*WHAT IS REQUIRED:* Rewrite all of the records below, replacing every "SHOULD" with "MUST" and leaving everything else unchanged.

————

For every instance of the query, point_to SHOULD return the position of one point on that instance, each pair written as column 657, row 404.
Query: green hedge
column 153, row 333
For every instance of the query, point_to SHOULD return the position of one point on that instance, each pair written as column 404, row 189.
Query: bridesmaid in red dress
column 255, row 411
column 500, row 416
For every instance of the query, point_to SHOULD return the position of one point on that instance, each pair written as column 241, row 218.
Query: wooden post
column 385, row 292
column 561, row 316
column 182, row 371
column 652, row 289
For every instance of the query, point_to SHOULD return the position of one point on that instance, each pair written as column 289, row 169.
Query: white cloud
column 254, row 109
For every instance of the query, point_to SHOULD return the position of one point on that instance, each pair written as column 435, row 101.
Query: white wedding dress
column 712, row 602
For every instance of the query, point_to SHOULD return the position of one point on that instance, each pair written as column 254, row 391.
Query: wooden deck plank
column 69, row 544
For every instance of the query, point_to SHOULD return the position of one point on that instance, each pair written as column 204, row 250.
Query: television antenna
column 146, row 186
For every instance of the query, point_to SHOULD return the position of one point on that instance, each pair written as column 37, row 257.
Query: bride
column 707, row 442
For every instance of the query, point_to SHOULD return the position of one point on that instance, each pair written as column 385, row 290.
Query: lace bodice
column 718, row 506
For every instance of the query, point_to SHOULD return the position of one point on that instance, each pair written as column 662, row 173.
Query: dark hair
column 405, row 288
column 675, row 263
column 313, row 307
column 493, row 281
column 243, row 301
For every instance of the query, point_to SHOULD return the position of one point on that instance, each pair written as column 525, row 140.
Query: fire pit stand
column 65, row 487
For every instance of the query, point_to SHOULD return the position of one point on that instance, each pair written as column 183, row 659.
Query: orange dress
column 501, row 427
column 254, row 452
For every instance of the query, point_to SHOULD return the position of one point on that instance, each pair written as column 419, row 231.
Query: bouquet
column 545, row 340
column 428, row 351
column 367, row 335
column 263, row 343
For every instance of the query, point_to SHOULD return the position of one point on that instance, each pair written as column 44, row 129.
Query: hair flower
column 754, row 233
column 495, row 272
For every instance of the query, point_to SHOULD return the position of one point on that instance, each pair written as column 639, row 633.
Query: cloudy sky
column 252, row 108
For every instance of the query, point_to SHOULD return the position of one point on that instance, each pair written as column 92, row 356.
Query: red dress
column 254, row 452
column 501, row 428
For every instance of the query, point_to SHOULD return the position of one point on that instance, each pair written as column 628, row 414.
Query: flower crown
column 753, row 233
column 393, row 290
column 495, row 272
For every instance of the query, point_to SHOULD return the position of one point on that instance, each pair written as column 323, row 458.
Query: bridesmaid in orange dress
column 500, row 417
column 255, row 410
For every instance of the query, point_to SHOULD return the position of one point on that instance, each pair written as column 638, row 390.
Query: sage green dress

————

*SOLUTION FOR THIS EXERCISE:*
For every instance of the query, point_to MUST return the position of one point on that instance, each pair written as column 657, row 404.
Query: green hedge
column 153, row 333
For every instance of the query, point_to MUST return the position of one point on that instance, each pair written as column 404, row 189.
Query: bridesmaid in red dress
column 255, row 411
column 500, row 416
For every instance of the query, point_to MUST return the position of one point on that instance, each pair written as column 241, row 218.
Query: wooden post
column 385, row 292
column 561, row 316
column 182, row 371
column 652, row 289
For every instance of the query, point_to MUST return the position of one point on that instance, each pair written as column 289, row 169.
Query: white cloud
column 254, row 109
For every instance of the query, point_to MUST return the position of one point on that instance, each pair written as column 435, row 101.
Query: white wedding dress
column 712, row 602
For every instance of the query, point_to MUST return the position of one point on that instance, each pair written as column 254, row 391.
Query: wooden deck plank
column 69, row 544
For every instance of the query, point_to MUST return the position of one point on that instance, each pair written as column 204, row 250.
Query: television antenna
column 146, row 186
For every instance of the query, point_to MUST return the position of one point on that instance, each pair written as column 37, row 257.
Query: bride
column 707, row 442
For every instance of the query, point_to MUST return the position of one point on that instance, each pair written as column 385, row 290.
Query: lace bodice
column 718, row 506
For every instance of the query, point_to MUST return the position of one point on that instance, each pair written as column 662, row 173.
Query: dark hair
column 405, row 288
column 675, row 263
column 313, row 307
column 493, row 281
column 243, row 301
For every instance of the query, point_to MUST return the position of one point on that instance, each pair written as column 525, row 140.
Query: fire pit stand
column 65, row 487
For every instance of the query, point_to MUST return the position of one point on that instance, each pair written as column 183, row 659.
Query: orange dress
column 501, row 427
column 254, row 452
For every instance of the query, point_to MUST return the position of one point on that instance, each pair written as column 419, row 231.
Query: bouquet
column 545, row 340
column 428, row 351
column 367, row 335
column 263, row 343
For every instance of the query, point_to MUST return the position of one point on that instance, each pair written as column 44, row 129.
Query: hair flower
column 754, row 233
column 495, row 272
For every instance of the query, point_to MUST return the position of one point on that instance, each pair written as column 639, row 633.
Query: cloudy sky
column 252, row 108
For every instance of the query, point_to MUST return the position of one point on that instance, each pair written as column 92, row 356.
Query: red dress
column 254, row 452
column 501, row 428
For every instance of the query, point_to MUST return the position of one point on that instance, each pair written as column 628, row 414.
Query: flower crown
column 753, row 233
column 393, row 290
column 495, row 272
For every instance of the query, point_to MUST return the position of one point on that instance, each pair written as column 323, row 458.
Query: bridesmaid in orange dress
column 500, row 417
column 255, row 410
For every instance of the query, point_to MUST return the position of one point on that instance, each pair written as column 638, row 390.
Query: sage green dress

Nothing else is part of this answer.